'''
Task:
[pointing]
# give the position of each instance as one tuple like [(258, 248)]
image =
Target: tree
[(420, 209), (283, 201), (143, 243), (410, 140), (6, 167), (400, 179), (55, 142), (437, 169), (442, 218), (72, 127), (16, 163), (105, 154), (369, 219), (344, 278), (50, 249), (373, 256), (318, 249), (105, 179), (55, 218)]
'''
Exercise description:
Please turn the data above into a numbered list, one item per line, and leave out any blank lines.

Response:
1. Task:
2. [pointing]
3. # give the position of each instance as one tuple like [(258, 248)]
4. image =
5. Target: tree
6. [(420, 209), (283, 201), (143, 243), (410, 140), (6, 167), (400, 179), (55, 142), (437, 169), (442, 218), (72, 127), (16, 163), (105, 154), (369, 219), (344, 278), (50, 249), (373, 256), (318, 249), (105, 179), (55, 218)]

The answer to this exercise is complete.